Zoeken in deze blog

woensdag 26 oktober 2022

Ancienne église Notre-Dame te Paray-le-Monial (Saône-et-Loire 71)

 Ancienne église Notre-Dame 

te Paray-le-Monial










Bijlagen.

Cathédrale Saint-Vincent te Chalon-sur-Saône (Saône-et-Loire 71)

 Cathédrale Saint-Vincent 

te Chalon-sur-Saône



Geschiedenis.
De kathedraal verheft zich op de plaats van een antieke tempel van het castrum "Cabillonum".  Chalon is een heel oude bisschopstad daar in 449 het bisdom werd gesticht.  De eerste kathedraal toegewijd aan Saint-Etienne, werd op de omheining van het Gallo-Romeinse castrum van de 3de eeuw opgericht.  In 542 is de kathedraal toegewijd aan Saint-Vincent.  Onder koning, Gontron wordt Chalon de hoofdstad van het Merovingische koninkrijk van de Bourgondiërs.  Een paleis wordt opgericht tov het bisdom in de 561 en de koningen en bisschoppen verdeelden er de macht.  De eerste kathedraal word in 580 vergroot door bisschop Saint-Agricole en versierd met beroemde mozaiëken.  De bisschop Saint-Flavien sticht de abdij Saint-Pierre op het einde van de 6de eeuw.  Tijdens de Merovingische en Karolingische perioden was Chalon-sur-Saône een religieus centrum en plaats van verschillende concilies zoals in 647 en 813.  De stad werd bij verschillende gelegenheden vernield door vooreerst tijdens de Arabische invallen in 732, vervolgens door Lotharius in 834 en de Hongaren in 937.  De kathedraal werd in de 8ste, 9de en 10de eeuw gerestaureerd in een Karolingische stijl met medewerking van Karel de Grote.  Het kapittel telde een 20-tal kanunniken in deze periode.

◆ ◆ ◆ ◆ ◆ ◆ ◆

__Gegeven opdracht 1__: Haal uit de rijen elke regel die het woord "segment" bevat. Let daarbij op hoofdletters en kleine letters.

[Rijen uit een annotatiedataset]

◆ ◆ ◆ ◆ ◆ ◆ ◆

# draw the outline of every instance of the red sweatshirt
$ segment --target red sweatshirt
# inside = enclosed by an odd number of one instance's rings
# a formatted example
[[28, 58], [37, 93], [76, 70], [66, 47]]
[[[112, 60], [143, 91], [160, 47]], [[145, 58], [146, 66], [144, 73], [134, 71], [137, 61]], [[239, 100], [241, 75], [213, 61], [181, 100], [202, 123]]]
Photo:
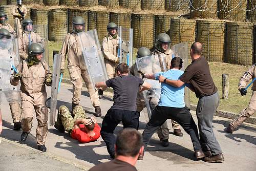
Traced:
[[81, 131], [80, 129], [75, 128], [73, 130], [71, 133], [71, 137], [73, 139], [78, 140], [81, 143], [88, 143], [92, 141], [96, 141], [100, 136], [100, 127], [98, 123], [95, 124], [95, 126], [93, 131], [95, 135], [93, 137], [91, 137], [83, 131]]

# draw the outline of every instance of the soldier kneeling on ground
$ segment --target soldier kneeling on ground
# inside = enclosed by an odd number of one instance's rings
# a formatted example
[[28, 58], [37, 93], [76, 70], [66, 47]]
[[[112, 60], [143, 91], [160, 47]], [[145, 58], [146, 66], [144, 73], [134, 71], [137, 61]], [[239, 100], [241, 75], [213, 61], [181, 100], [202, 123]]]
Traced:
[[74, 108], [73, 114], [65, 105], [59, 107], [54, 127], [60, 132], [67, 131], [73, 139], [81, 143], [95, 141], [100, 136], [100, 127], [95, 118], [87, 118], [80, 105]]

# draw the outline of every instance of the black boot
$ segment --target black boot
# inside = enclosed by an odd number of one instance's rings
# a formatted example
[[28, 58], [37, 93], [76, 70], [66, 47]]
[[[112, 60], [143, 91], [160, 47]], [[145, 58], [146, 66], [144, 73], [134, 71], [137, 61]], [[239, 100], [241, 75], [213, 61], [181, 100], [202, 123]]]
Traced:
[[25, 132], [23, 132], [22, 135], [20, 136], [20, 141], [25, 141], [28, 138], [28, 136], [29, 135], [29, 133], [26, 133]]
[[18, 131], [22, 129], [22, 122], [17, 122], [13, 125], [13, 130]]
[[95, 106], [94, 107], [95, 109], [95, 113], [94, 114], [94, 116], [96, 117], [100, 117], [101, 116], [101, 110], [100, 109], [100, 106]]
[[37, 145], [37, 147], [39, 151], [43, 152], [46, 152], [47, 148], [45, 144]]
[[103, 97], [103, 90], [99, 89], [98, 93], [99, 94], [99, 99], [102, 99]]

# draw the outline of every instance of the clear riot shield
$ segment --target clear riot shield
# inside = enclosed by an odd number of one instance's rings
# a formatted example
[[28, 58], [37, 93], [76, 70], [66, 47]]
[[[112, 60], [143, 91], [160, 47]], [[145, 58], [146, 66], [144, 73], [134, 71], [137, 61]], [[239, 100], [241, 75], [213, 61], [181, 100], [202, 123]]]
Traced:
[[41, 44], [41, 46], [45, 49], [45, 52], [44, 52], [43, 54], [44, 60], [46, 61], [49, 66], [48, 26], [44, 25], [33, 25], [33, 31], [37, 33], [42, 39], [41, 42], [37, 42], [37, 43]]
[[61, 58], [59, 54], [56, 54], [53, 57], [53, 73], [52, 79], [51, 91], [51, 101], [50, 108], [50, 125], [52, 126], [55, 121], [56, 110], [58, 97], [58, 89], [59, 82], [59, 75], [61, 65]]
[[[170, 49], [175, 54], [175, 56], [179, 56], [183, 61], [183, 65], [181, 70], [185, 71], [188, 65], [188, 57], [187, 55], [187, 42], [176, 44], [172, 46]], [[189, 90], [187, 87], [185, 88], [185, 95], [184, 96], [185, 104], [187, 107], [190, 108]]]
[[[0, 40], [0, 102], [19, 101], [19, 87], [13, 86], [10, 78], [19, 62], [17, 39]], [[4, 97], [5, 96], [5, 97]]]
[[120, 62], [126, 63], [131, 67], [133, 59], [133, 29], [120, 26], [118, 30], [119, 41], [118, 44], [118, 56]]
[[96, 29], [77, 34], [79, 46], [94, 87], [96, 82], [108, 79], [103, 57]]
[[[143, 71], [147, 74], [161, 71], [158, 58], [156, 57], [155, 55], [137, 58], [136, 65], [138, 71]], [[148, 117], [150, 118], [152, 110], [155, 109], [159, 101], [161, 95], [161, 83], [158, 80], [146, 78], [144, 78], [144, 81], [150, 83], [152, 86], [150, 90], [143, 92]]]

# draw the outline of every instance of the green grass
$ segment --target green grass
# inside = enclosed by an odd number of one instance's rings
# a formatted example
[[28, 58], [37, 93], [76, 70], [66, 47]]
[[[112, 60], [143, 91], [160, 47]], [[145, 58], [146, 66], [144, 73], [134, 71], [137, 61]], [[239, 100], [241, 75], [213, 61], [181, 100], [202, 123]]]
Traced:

◆ ◆ ◆ ◆ ◆ ◆ ◆

__Gegeven opdracht 2__: Typ de tekst over de kerken in Paray-le-Monial en Chalon-sur-Saône hierboven helemaal en letterlijk over.

__Juiste uitvoer 1__:
$ segment --target red sweatshirt
$ segment --target soldier kneeling on ground
$ segment --target black boot
$ segment --target clear riot shield
$ segment --target green grass

__Juiste uitvoer 2__:
Zoeken in deze blog

woensdag 26 oktober 2022

Ancienne église Notre-Dame te Paray-le-Monial (Saône-et-Loire 71)

 Ancienne église Notre-Dame 

te Paray-le-Monial










Bijlagen.

Cathédrale Saint-Vincent te Chalon-sur-Saône (Saône-et-Loire 71)

 Cathédrale Saint-Vincent 

te Chalon-sur-Saône



Geschiedenis.
De kathedraal verheft zich op de plaats van een antieke tempel van het castrum "Cabillonum".  Chalon is een heel oude bisschopstad daar in 449 het bisdom werd gesticht.  De eerste kathedraal toegewijd aan Saint-Etienne, werd op de omheining van het Gallo-Romeinse castrum van de 3de eeuw opgericht.  In 542 is de kathedraal toegewijd aan Saint-Vincent.  Onder koning, Gontron wordt Chalon de hoofdstad van het Merovingische koninkrijk van de Bourgondiërs.  Een paleis wordt opgericht tov het bisdom in de 561 en de koningen en bisschoppen verdeelden er de macht.  De eerste kathedraal word in 580 vergroot door bisschop Saint-Agricole en versierd met beroemde mozaiëken.  De bisschop Saint-Flavien sticht de abdij Saint-Pierre op het einde van de 6de eeuw.  Tijdens de Merovingische en Karolingische perioden was Chalon-sur-Saône een religieus centrum en plaats van verschillende concilies zoals in 647 en 813.  De stad werd bij verschillende gelegenheden vernield door vooreerst tijdens de Arabische invallen in 732, vervolgens door Lotharius in 834 en de Hongaren in 937.  De kathedraal werd in de 8ste, 9de en 10de eeuw gerestaureerd in een Karolingische stijl met medewerking van Karel de Grote.  Het kapittel telde een 20-tal kanunniken in deze periode.